EXERCISE DIRECTIONS
All of the material below is to be repeated exactly.

# Start of SUPPLIED MATERIAL

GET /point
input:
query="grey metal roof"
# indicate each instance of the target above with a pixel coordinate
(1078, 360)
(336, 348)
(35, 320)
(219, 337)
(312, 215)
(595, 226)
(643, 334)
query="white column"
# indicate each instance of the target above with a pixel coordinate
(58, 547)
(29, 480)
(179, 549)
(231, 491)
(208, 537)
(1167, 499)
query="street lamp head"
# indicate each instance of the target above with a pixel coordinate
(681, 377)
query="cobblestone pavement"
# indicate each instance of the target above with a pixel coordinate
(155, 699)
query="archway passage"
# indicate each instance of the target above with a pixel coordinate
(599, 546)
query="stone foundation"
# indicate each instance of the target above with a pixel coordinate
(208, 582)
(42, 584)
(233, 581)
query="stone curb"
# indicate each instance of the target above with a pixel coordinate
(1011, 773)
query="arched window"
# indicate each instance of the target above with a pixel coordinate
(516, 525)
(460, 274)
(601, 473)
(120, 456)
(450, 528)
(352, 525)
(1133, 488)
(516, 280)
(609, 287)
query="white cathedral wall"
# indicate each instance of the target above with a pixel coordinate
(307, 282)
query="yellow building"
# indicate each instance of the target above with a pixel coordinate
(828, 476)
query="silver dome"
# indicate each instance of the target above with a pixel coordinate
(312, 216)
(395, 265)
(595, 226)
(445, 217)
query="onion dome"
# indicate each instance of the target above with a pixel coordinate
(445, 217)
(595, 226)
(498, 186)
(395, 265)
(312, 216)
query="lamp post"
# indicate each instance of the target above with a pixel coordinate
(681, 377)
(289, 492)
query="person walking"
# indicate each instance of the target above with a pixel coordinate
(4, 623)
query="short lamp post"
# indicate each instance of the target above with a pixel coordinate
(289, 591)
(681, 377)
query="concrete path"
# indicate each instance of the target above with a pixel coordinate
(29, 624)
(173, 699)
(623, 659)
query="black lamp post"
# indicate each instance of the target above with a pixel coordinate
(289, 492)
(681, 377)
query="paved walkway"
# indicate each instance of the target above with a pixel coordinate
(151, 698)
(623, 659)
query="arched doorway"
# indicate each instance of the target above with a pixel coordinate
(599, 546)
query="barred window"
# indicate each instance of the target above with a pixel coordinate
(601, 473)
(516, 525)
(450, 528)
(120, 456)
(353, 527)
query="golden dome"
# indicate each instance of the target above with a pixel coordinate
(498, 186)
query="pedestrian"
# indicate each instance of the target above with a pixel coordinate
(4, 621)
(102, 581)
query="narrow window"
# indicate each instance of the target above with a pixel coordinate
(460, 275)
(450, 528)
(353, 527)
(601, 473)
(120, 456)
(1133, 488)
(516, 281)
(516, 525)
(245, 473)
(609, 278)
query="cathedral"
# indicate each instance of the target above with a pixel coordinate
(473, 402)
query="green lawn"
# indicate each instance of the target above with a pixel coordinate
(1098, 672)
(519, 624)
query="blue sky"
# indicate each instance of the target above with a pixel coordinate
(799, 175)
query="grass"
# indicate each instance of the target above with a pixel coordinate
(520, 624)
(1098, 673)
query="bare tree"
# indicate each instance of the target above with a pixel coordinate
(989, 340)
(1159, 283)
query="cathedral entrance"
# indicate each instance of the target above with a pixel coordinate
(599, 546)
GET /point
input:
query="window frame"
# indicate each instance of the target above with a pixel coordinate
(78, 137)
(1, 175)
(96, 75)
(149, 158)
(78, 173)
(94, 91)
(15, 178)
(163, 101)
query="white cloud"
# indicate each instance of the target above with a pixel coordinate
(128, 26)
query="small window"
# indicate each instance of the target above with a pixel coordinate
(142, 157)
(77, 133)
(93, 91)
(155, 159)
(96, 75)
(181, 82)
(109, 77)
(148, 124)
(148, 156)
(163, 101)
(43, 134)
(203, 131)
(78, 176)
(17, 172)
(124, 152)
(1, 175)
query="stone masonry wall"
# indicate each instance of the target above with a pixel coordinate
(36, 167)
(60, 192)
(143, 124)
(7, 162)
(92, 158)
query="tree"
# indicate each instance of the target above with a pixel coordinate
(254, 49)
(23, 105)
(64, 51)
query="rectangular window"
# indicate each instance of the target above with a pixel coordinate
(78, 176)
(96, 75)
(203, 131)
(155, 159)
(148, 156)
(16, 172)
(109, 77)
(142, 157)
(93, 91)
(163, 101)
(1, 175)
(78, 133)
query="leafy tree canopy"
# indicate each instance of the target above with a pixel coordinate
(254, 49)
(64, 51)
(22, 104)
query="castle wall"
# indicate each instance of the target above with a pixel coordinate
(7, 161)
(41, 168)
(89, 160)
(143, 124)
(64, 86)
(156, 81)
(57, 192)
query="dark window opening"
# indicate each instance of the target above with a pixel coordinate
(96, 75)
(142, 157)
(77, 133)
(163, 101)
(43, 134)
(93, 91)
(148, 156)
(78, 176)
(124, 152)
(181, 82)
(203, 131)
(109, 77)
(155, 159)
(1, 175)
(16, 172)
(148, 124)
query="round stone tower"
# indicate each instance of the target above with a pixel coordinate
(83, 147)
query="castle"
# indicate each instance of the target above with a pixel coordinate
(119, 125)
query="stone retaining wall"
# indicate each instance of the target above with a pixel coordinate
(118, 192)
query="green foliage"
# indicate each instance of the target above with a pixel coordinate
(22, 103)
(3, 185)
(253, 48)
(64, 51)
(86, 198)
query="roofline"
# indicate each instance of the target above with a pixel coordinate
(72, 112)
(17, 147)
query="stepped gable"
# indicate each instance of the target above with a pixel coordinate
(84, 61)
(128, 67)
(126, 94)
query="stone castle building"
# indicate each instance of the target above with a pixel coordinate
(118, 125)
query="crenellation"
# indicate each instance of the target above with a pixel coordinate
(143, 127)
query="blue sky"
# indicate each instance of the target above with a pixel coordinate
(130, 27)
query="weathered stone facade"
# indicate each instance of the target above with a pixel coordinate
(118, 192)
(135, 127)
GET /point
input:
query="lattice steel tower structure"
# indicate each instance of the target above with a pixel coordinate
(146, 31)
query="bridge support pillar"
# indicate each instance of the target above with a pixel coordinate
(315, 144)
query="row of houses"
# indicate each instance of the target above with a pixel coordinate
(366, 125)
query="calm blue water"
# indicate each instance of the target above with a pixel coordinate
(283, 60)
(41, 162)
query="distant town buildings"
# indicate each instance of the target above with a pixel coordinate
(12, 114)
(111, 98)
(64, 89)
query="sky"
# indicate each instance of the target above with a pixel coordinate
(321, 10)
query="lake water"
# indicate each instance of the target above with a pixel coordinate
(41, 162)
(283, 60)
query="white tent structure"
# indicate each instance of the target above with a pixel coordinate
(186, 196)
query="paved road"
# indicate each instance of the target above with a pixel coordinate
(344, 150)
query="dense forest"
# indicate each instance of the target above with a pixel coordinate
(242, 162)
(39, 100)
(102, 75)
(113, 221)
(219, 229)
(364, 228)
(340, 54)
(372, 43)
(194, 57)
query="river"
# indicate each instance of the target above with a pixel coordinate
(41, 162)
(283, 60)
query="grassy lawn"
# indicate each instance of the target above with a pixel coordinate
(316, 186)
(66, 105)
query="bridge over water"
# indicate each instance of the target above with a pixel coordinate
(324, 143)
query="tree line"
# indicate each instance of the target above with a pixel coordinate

# End of SUPPLIED MATERIAL

RESPONSE
GET /point
input:
query="grey metal roof"
# indicate each instance of the target above with a pixel coordinate
(1078, 360)
(336, 348)
(35, 320)
(219, 337)
(312, 215)
(595, 226)
(643, 334)
query="white column"
# indicate each instance of the target above with a pixel coordinate
(58, 547)
(29, 480)
(179, 549)
(231, 491)
(208, 537)
(1167, 499)
query="street lamp head"
# indicate each instance of the target above with a pixel coordinate
(681, 377)
query="cobblestone pavement"
# indicate each instance of the target above with a pixel coordinate
(155, 699)
query="archway passage"
# indicate each instance of the target above with a pixel coordinate
(599, 546)
query="stone foundation"
# indicate each instance of the target above with a pixel coordinate
(208, 582)
(42, 584)
(233, 581)
query="stone curb"
# indicate each instance of the target above with a pixel coordinate
(1011, 773)
query="arched window"
# indicate each instance of the target above with a pixel coordinate
(516, 525)
(460, 274)
(601, 473)
(120, 456)
(450, 528)
(352, 525)
(1133, 488)
(516, 280)
(609, 287)
query="white cathedral wall"
# indicate each instance of the target above with a pixel coordinate
(307, 282)
query="yellow building"
# indicate each instance of the target above with a pixel coordinate
(828, 476)
query="silver dome"
# indicate each instance of the target above with a pixel coordinate
(312, 216)
(395, 265)
(595, 226)
(445, 217)
query="onion dome"
# indicate each instance of the target above with a pixel coordinate
(445, 217)
(595, 226)
(498, 186)
(395, 265)
(312, 216)
query="lamp post"
# indicate each instance of the target above with a pixel coordinate
(681, 377)
(289, 492)
query="person walking"
# indicate each instance of the target above with a pixel coordinate
(4, 623)
query="short lamp post"
# indicate each instance of the target above with a pixel coordinate
(289, 591)
(681, 377)
query="concrete path"
# indicate each instance of the target above with a pixel coordinate
(29, 624)
(173, 699)
(623, 659)
query="black lamp post"
# indicate each instance of the target above with a pixel coordinate
(289, 492)
(681, 377)
query="paved walkway"
# indicate each instance of the target above with a pixel coordinate
(151, 698)
(623, 659)
query="arched doorway"
# indicate each instance of the target above with a pixel coordinate
(599, 546)
query="barred window"
# indicate each instance of the target above with a pixel coordinate
(601, 473)
(516, 525)
(450, 528)
(120, 456)
(353, 527)
query="golden dome"
# indicate each instance of the target above with a pixel coordinate
(498, 186)
query="pedestrian"
# indicate each instance of the target above with a pixel coordinate
(4, 621)
(102, 581)
query="narrow window"
# indicate each instance of the target above with a pixel coordinate
(460, 275)
(450, 528)
(353, 527)
(601, 473)
(120, 456)
(1133, 488)
(516, 281)
(516, 525)
(245, 473)
(609, 278)
query="cathedral"
# indicate each instance of the target above with a pixel coordinate
(473, 402)
query="green lawn"
# indicate each instance of the target above with a pixel coordinate
(1098, 672)
(519, 624)
query="blue sky"
# indicate each instance of the target above with a pixel coordinate
(799, 175)
query="grass"
# indicate each instance of the target above with a pixel coordinate
(520, 624)
(1098, 673)
query="bare tree"
# indicate each instance of the target above with a pixel coordinate
(989, 340)
(1159, 283)
query="cathedral entrance"
# indicate each instance of the target above with a pixel coordinate
(599, 546)
GET /point
input:
query="window frame"
# indicate each instance of the target above with a pixel coordinate
(78, 137)
(1, 175)
(96, 75)
(149, 158)
(78, 173)
(94, 91)
(15, 178)
(163, 101)
query="white cloud"
# indicate each instance of the target above with a pixel coordinate
(128, 26)
query="small window"
# indicate each instance of the target above with a pixel coordinate
(142, 157)
(77, 133)
(93, 91)
(155, 159)
(96, 75)
(181, 82)
(109, 77)
(148, 124)
(148, 156)
(163, 101)
(43, 134)
(203, 131)
(78, 176)
(17, 172)
(124, 152)
(1, 175)
query="stone masonry wall"
# indicate each instance of the target above with a pixel coordinate
(36, 167)
(60, 192)
(143, 124)
(7, 162)
(92, 158)
query="tree"
# indicate each instance of the target above with a pixel coordinate
(254, 49)
(23, 105)
(64, 51)
query="rectangular window"
# indicate each instance of the target above with a pixel coordinate
(78, 176)
(96, 75)
(203, 131)
(155, 159)
(148, 156)
(16, 172)
(109, 77)
(142, 157)
(93, 91)
(163, 101)
(1, 175)
(78, 133)
query="leafy tree canopy"
# indicate each instance of the target above with a pixel coordinate
(254, 49)
(64, 51)
(22, 104)
query="castle wall"
# indicate each instance of the target above with a pixel coordinate
(7, 161)
(41, 168)
(89, 160)
(143, 124)
(64, 86)
(156, 81)
(57, 192)
query="dark window opening"
# indicate each instance of the target above with a pixel coordinate
(96, 75)
(142, 157)
(77, 133)
(163, 101)
(43, 134)
(93, 91)
(148, 156)
(78, 176)
(124, 152)
(181, 82)
(203, 131)
(109, 77)
(155, 159)
(1, 175)
(16, 172)
(148, 124)
query="round stone tower"
# indicate each instance of the target above with a pixel coordinate
(83, 147)
query="castle"
# indicate each instance of the target above with a pixel coordinate
(119, 125)
query="stone retaining wall"
# indicate each instance of the target above with a pixel coordinate
(118, 192)
query="green foliage"
# indicate each instance of the target above with a pixel coordinate
(22, 103)
(3, 185)
(253, 48)
(64, 51)
(86, 198)
query="roofline"
# indicate each instance of the target above with a pixel coordinate
(72, 112)
(17, 147)
query="stepped gable"
# indicate each instance of the target above with a pixel coordinate
(84, 61)
(128, 67)
(126, 94)
query="stone castle building"
# indicate each instance of the target above with a pixel coordinate
(118, 125)
query="crenellation"
# indicate each instance of the target above with a pixel coordinate
(143, 127)
query="blue sky"
# indicate each instance of the target above with a pixel coordinate
(130, 27)
query="weathered stone facade"
# indicate each instance of the target above with a pixel coordinate
(118, 192)
(135, 127)
GET /point
input:
query="lattice steel tower structure"
# indicate each instance of the target above with a pixel coordinate
(146, 31)
query="bridge support pillar"
# indicate each instance of the target above with a pixel coordinate
(315, 144)
query="row of houses"
# indicate each instance of the target above with a pixel coordinate
(366, 125)
query="calm blue water"
# indicate each instance of the target above with a pixel coordinate
(283, 60)
(41, 162)
query="distant town buildings"
# indicate each instance of the target above with a pixel coordinate
(12, 114)
(111, 98)
(64, 89)
query="sky"
# indicate each instance of the target above with a pixel coordinate
(321, 10)
query="lake water"
# indicate each instance of the target above with a pixel coordinate
(41, 162)
(283, 60)
query="white tent structure"
# indicate each instance of the target above with a pixel coordinate
(186, 196)
query="paved road"
# indicate each instance of the target above with a pixel coordinate
(344, 150)
query="dense forest"
# indicate each instance of the target above with a pixel coordinate
(242, 162)
(39, 100)
(102, 75)
(113, 221)
(219, 229)
(364, 228)
(340, 54)
(372, 43)
(194, 57)
query="river"
# indicate each instance of the target above with a pixel coordinate
(41, 162)
(283, 60)
query="grassy lawn"
# indicate each instance of the target above with a pixel coordinate
(316, 186)
(66, 105)
query="bridge over water"
# indicate each instance of the target above with a pixel coordinate
(324, 143)
query="tree line"
# indicate each instance of the target above with a pixel coordinate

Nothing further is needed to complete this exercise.